# Task to carry out
From the line containing "lake in the photo above." through the end of the entries, please repeat every line exactly and nothing more; the pictures do not belong in the copy.
[The records — start]
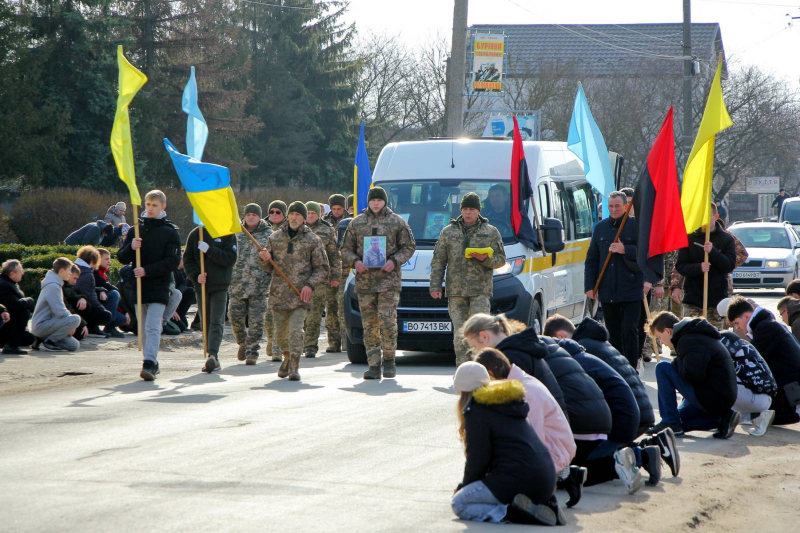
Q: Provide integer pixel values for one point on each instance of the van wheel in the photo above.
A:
(356, 353)
(535, 317)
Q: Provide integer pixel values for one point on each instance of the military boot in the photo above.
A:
(294, 368)
(283, 371)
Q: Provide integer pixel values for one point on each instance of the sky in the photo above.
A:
(753, 31)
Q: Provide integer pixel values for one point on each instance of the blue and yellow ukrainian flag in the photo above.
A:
(209, 189)
(362, 175)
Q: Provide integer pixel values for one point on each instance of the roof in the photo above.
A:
(599, 50)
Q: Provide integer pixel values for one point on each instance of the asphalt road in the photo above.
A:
(241, 450)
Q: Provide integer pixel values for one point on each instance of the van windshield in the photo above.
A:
(428, 206)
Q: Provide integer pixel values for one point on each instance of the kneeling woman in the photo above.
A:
(509, 475)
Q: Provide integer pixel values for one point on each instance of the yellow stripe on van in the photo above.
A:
(574, 252)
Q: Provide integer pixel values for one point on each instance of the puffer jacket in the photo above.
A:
(593, 336)
(588, 411)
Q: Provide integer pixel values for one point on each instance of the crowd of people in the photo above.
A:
(563, 408)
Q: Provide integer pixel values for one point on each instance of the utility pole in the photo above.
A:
(688, 128)
(456, 73)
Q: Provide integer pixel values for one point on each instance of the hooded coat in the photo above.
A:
(524, 350)
(705, 363)
(588, 411)
(501, 447)
(593, 336)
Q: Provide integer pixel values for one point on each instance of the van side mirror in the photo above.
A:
(553, 234)
(341, 229)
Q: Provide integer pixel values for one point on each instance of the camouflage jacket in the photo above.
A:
(248, 279)
(302, 259)
(466, 277)
(326, 233)
(400, 246)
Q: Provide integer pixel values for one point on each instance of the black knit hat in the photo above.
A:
(337, 199)
(278, 204)
(471, 200)
(253, 208)
(377, 192)
(298, 207)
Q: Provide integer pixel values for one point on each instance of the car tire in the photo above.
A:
(356, 353)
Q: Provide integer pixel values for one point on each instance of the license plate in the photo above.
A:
(427, 327)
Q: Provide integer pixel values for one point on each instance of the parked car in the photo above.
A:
(773, 249)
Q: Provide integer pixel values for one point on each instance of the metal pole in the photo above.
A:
(456, 72)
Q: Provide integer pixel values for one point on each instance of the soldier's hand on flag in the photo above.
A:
(305, 293)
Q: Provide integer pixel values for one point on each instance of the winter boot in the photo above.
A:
(283, 371)
(294, 367)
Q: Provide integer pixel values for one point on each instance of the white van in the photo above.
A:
(425, 181)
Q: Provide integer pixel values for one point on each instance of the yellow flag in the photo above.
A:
(130, 81)
(699, 172)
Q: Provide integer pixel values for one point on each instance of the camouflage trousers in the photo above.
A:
(288, 324)
(311, 325)
(379, 319)
(712, 315)
(244, 311)
(460, 309)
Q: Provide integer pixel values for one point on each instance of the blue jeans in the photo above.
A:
(690, 414)
(476, 502)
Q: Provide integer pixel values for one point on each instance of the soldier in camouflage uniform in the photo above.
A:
(247, 294)
(300, 255)
(378, 289)
(469, 280)
(325, 232)
(334, 301)
(276, 218)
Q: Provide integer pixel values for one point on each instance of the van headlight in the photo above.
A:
(513, 266)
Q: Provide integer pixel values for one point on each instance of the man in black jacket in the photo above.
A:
(160, 247)
(691, 265)
(779, 349)
(623, 286)
(14, 334)
(702, 372)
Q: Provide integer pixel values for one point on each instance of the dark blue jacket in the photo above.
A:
(623, 280)
(593, 336)
(617, 393)
(588, 411)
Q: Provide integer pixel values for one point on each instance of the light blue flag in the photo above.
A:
(196, 127)
(586, 142)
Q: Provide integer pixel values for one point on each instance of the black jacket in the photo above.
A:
(689, 264)
(777, 346)
(502, 450)
(623, 280)
(161, 254)
(617, 393)
(526, 351)
(220, 258)
(588, 411)
(593, 336)
(705, 363)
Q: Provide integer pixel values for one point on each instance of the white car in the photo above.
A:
(773, 250)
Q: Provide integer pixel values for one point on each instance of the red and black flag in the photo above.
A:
(521, 190)
(657, 203)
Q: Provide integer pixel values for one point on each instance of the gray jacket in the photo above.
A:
(50, 304)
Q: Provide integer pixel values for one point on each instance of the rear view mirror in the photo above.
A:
(553, 234)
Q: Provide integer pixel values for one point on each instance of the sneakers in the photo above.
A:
(653, 464)
(761, 423)
(149, 370)
(728, 425)
(212, 363)
(523, 511)
(677, 429)
(625, 465)
(573, 484)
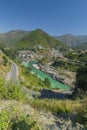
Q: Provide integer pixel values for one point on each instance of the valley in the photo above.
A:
(42, 75)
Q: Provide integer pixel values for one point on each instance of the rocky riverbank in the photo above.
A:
(47, 120)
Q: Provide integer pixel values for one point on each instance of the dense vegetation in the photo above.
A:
(12, 118)
(37, 37)
(31, 81)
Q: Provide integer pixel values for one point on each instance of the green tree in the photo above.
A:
(47, 82)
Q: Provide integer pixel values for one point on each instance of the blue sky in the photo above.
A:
(57, 17)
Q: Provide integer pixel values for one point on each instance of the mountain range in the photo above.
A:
(20, 38)
(79, 41)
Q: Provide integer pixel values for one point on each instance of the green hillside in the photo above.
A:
(12, 37)
(82, 46)
(37, 37)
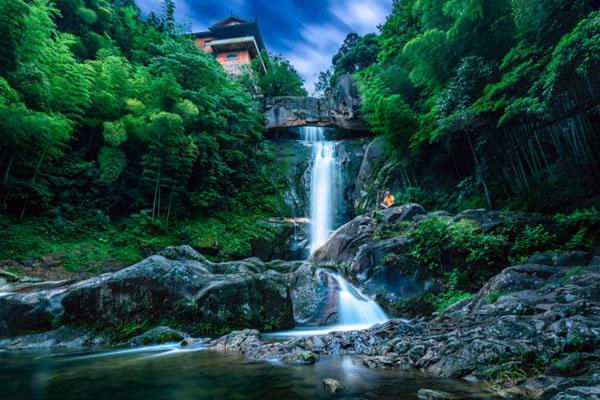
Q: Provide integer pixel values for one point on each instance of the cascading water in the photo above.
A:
(322, 185)
(355, 310)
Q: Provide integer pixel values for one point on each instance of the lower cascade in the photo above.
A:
(354, 309)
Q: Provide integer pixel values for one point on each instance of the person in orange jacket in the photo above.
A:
(388, 200)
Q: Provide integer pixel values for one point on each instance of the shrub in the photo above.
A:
(531, 240)
(444, 246)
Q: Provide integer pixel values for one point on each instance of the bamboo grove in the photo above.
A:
(489, 103)
(103, 113)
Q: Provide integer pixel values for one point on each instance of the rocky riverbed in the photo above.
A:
(532, 330)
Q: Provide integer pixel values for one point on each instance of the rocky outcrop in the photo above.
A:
(355, 250)
(529, 320)
(294, 157)
(177, 285)
(341, 109)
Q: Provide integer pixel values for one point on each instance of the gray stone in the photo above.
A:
(573, 259)
(333, 386)
(61, 338)
(428, 394)
(586, 392)
(406, 212)
(158, 335)
(177, 284)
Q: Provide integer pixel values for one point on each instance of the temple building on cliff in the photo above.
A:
(235, 42)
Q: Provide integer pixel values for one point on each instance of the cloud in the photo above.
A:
(361, 16)
(307, 32)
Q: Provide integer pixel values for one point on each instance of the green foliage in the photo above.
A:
(459, 248)
(449, 298)
(530, 240)
(494, 296)
(91, 84)
(496, 93)
(280, 77)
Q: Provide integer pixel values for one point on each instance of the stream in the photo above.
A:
(170, 372)
(162, 372)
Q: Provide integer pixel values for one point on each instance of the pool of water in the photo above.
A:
(167, 372)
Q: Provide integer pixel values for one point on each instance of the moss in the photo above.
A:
(495, 295)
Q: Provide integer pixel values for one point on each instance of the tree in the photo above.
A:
(168, 16)
(280, 78)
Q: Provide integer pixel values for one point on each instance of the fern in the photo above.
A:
(112, 163)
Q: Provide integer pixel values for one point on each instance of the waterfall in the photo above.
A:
(324, 179)
(354, 308)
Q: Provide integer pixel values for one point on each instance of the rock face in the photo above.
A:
(529, 319)
(355, 250)
(340, 109)
(294, 156)
(177, 285)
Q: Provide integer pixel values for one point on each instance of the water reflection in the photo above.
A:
(140, 374)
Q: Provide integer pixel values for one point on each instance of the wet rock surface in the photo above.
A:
(177, 285)
(359, 254)
(545, 322)
(341, 109)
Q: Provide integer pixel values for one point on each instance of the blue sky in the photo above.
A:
(307, 32)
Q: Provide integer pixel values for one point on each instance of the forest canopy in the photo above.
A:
(498, 98)
(101, 109)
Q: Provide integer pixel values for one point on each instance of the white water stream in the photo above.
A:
(355, 310)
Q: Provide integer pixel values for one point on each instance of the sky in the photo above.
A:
(307, 32)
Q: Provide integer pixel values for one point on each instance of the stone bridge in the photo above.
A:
(340, 109)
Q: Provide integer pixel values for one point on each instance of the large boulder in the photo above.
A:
(177, 285)
(376, 264)
(340, 108)
(529, 319)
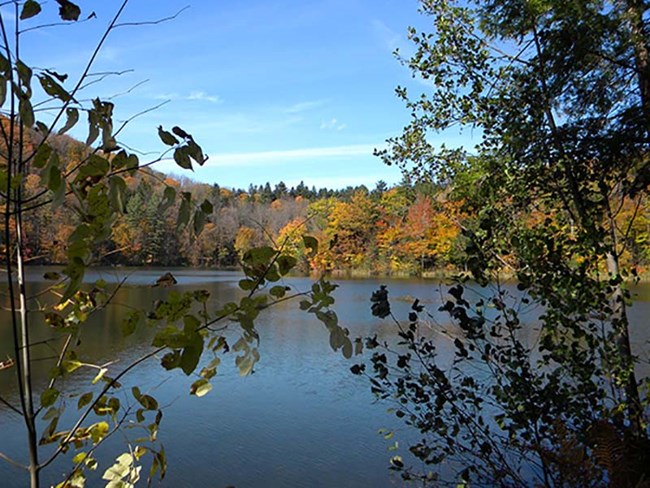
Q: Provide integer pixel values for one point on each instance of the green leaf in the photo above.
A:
(3, 90)
(72, 117)
(286, 264)
(166, 137)
(259, 255)
(278, 291)
(68, 10)
(30, 9)
(247, 284)
(52, 276)
(195, 152)
(200, 387)
(71, 365)
(311, 243)
(182, 158)
(53, 89)
(26, 112)
(48, 397)
(98, 431)
(192, 354)
(99, 375)
(117, 193)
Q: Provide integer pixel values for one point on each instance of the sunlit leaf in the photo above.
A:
(200, 387)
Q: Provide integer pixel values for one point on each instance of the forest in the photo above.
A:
(417, 227)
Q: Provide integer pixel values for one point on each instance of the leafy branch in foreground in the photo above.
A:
(559, 92)
(91, 189)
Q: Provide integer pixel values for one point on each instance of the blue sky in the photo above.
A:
(272, 89)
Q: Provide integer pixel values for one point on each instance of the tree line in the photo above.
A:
(413, 227)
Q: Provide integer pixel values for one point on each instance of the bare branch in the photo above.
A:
(11, 461)
(10, 406)
(54, 24)
(152, 22)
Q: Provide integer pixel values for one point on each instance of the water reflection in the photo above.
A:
(300, 420)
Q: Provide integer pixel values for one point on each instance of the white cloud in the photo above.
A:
(194, 95)
(391, 39)
(199, 95)
(332, 124)
(290, 155)
(304, 106)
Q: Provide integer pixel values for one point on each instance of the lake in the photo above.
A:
(301, 420)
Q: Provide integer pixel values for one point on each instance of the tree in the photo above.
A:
(559, 92)
(90, 186)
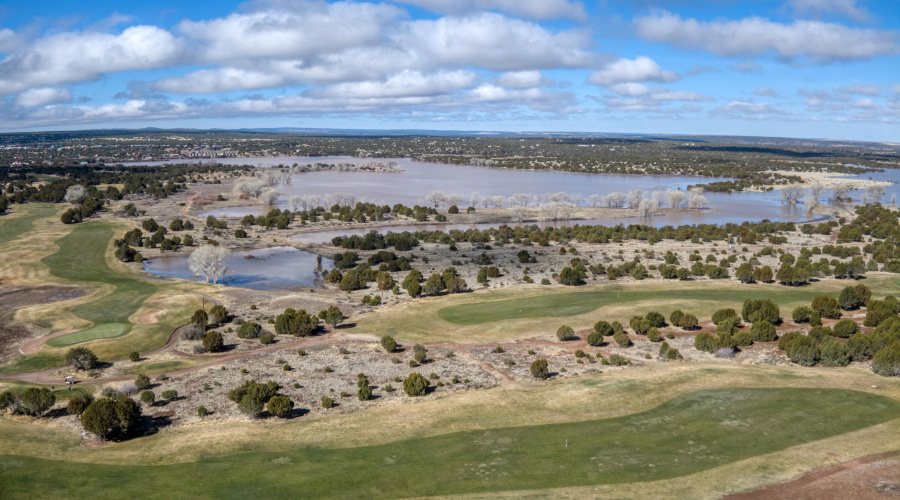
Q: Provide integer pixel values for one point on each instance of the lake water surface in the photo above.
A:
(266, 269)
[The records — finish]
# Finished exercise
Q: Provide integer pixel values for one point on each instance of the lake in the photo above.
A:
(301, 420)
Q: Provide integer pixel values for one point on each instance of the tree in the photo above.
A:
(559, 92)
(90, 186)
Q: Provide integer pixel values for one point on each instance of the lake water surface in the photo above.
A:
(266, 269)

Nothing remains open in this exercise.